**DIRECTIONS**
How many lines of the material contain the string "nails"? Reply with the number alone.

**SUPPLIED RECORDS**

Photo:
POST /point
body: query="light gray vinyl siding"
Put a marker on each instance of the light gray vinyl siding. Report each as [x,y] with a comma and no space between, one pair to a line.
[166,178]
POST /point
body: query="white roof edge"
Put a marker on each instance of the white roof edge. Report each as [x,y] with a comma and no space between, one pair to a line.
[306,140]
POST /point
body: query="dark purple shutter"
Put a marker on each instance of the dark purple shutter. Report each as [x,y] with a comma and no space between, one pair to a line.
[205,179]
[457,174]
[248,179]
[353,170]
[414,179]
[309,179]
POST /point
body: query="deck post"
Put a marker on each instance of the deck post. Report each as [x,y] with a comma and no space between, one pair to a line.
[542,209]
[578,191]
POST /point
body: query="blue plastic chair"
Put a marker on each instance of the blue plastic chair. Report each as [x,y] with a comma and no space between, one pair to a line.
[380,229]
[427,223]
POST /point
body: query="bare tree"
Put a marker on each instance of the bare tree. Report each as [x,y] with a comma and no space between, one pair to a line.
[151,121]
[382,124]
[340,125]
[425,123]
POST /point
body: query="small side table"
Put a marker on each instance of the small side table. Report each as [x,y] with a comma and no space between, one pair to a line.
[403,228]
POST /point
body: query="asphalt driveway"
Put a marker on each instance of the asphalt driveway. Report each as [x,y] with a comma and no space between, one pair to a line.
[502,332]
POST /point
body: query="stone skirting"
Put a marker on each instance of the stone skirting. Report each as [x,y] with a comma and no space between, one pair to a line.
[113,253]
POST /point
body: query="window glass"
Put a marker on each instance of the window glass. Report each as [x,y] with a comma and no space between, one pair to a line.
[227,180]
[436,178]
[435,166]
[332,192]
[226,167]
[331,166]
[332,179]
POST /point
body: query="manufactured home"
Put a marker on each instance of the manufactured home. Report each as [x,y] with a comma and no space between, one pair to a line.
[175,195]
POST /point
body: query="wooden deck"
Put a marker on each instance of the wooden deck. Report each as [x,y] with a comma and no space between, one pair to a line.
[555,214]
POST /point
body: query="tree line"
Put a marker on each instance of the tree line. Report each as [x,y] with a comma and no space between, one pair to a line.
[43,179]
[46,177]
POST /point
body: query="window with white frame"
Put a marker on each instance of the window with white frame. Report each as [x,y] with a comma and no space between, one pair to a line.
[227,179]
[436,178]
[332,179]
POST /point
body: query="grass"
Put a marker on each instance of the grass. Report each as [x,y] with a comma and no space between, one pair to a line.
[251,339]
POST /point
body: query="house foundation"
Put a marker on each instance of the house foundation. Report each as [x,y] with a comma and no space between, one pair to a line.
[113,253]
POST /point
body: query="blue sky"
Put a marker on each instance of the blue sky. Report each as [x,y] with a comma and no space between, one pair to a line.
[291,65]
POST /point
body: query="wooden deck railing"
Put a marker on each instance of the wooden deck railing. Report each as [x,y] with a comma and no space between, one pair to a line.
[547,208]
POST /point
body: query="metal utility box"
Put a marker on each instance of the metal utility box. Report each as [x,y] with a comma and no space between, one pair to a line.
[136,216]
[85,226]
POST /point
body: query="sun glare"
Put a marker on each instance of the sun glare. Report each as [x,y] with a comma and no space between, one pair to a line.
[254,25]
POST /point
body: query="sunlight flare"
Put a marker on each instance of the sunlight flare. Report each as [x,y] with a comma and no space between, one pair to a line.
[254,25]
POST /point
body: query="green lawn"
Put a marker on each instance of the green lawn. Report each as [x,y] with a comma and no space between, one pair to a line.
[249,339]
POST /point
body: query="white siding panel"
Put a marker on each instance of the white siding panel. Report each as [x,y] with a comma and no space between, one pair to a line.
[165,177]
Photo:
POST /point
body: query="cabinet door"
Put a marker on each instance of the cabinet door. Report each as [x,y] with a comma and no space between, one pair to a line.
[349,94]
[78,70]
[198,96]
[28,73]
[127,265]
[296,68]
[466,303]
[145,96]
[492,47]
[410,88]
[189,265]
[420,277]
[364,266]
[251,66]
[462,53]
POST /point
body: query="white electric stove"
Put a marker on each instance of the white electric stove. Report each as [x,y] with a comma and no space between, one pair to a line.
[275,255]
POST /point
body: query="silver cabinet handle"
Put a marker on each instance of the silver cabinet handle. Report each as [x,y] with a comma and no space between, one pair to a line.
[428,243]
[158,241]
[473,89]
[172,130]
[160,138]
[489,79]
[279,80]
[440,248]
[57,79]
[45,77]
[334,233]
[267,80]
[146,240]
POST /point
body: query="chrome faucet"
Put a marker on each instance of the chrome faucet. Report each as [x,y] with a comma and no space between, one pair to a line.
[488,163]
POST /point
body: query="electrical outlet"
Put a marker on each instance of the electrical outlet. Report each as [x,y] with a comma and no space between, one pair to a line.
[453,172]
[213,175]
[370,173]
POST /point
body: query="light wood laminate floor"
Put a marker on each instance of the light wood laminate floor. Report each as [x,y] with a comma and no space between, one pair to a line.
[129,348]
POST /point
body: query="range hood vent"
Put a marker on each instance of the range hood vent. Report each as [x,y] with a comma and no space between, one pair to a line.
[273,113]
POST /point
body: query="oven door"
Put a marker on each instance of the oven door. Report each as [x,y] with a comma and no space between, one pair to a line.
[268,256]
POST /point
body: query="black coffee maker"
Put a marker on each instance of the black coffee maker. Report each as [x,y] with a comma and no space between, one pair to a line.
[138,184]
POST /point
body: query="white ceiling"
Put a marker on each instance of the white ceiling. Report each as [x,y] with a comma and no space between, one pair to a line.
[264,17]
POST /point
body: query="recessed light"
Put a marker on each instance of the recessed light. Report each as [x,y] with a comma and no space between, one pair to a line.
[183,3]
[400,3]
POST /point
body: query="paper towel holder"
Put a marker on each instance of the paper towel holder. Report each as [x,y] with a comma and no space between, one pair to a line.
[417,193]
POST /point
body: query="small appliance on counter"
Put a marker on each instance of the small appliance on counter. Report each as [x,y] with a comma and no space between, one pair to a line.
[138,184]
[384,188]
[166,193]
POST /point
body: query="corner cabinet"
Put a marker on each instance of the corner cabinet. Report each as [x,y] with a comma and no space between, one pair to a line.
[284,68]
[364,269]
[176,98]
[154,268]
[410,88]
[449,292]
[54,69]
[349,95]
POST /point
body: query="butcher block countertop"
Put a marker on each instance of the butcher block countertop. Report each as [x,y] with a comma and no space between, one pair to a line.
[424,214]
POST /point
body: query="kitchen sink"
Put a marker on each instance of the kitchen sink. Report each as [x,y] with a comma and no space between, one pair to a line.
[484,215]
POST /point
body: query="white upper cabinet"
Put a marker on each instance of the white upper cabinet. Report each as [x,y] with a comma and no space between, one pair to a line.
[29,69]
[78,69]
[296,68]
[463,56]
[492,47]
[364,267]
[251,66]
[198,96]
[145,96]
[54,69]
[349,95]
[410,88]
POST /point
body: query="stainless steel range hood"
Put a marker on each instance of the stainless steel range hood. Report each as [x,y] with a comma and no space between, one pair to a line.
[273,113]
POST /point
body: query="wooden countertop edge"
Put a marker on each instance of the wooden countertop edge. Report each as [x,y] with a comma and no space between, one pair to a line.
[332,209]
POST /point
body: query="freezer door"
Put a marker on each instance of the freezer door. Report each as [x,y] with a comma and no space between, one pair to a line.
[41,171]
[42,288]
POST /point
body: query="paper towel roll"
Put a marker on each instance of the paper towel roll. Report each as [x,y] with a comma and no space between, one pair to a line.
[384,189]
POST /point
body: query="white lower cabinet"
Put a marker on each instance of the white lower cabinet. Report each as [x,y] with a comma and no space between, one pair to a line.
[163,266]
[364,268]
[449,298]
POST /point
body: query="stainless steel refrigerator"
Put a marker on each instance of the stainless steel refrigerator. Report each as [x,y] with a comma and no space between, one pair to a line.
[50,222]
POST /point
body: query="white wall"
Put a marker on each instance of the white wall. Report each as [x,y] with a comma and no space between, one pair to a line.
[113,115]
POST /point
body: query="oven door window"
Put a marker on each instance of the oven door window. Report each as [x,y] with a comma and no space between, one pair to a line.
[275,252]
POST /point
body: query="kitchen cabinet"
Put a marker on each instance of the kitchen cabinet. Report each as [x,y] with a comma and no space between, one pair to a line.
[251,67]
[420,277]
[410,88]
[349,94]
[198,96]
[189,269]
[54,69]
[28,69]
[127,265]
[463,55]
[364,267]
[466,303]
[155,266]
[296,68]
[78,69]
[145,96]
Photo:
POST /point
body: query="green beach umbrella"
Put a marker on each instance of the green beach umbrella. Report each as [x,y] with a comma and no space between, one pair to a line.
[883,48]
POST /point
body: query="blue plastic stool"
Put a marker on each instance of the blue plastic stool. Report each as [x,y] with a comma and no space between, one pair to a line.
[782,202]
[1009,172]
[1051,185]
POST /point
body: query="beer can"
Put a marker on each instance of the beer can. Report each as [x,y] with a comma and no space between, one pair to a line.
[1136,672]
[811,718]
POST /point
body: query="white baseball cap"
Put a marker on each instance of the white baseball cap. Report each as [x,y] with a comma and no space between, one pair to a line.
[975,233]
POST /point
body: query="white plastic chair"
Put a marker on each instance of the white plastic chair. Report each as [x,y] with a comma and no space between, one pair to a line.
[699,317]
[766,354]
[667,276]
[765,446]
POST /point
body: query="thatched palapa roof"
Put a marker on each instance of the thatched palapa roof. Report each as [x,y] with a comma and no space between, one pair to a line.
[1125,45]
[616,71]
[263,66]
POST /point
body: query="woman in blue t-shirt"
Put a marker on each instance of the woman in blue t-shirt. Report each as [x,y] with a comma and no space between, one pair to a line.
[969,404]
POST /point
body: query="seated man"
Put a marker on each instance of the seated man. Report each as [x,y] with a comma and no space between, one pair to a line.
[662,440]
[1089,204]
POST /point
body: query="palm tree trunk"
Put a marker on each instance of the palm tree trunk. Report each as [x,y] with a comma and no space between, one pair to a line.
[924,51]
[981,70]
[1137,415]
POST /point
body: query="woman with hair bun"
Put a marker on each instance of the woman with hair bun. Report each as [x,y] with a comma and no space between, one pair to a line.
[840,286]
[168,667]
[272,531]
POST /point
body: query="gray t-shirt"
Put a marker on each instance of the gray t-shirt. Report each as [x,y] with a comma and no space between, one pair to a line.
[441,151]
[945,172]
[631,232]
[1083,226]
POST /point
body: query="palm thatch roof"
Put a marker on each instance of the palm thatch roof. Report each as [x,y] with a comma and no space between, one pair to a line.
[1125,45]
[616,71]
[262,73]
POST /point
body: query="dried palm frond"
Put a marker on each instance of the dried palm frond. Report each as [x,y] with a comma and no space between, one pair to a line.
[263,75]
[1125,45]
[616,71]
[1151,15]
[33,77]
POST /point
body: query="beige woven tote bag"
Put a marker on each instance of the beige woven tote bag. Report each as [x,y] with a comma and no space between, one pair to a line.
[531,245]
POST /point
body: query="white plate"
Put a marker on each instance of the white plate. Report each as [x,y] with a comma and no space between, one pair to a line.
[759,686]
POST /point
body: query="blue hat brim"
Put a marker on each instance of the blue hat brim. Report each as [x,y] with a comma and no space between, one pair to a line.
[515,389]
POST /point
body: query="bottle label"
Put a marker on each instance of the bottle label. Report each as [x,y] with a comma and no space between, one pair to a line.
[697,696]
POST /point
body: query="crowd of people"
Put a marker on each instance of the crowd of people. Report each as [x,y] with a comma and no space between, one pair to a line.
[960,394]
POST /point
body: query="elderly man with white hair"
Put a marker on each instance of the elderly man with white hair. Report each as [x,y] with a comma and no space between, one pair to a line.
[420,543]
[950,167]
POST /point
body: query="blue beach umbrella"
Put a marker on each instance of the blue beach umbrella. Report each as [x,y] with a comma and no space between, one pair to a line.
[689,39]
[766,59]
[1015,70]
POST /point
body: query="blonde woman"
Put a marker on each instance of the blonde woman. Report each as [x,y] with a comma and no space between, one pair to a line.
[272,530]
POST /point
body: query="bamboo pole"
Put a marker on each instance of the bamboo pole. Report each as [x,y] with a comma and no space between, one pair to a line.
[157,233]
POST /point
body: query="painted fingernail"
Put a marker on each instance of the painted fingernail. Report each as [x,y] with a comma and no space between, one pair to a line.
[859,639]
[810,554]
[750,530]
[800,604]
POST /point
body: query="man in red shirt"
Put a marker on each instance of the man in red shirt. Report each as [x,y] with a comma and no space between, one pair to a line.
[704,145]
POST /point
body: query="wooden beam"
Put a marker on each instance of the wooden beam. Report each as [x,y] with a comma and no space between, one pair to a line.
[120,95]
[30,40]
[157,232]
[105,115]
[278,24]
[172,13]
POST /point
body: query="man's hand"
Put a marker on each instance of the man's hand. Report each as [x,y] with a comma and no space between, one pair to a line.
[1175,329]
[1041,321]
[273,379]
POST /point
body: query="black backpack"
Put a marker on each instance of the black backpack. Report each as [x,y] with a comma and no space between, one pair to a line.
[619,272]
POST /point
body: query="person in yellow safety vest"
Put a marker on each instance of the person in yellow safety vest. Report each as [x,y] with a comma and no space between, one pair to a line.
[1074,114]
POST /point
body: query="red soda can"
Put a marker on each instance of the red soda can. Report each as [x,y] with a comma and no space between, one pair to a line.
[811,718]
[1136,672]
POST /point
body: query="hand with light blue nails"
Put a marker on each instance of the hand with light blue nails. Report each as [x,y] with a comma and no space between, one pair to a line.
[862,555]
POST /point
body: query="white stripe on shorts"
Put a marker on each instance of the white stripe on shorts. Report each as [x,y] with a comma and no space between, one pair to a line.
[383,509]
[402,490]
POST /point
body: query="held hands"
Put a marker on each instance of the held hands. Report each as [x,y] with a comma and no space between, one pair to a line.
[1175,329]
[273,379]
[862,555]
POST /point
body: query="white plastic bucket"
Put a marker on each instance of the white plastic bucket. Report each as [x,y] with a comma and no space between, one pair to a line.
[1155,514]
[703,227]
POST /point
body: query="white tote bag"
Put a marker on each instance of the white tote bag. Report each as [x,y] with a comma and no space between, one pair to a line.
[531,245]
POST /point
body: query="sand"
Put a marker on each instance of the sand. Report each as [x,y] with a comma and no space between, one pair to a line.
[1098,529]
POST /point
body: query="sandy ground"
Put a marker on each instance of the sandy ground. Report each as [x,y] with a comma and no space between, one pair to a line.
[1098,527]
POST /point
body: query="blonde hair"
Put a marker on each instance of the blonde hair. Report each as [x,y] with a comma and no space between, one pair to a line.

**COMPLETED TASK**
2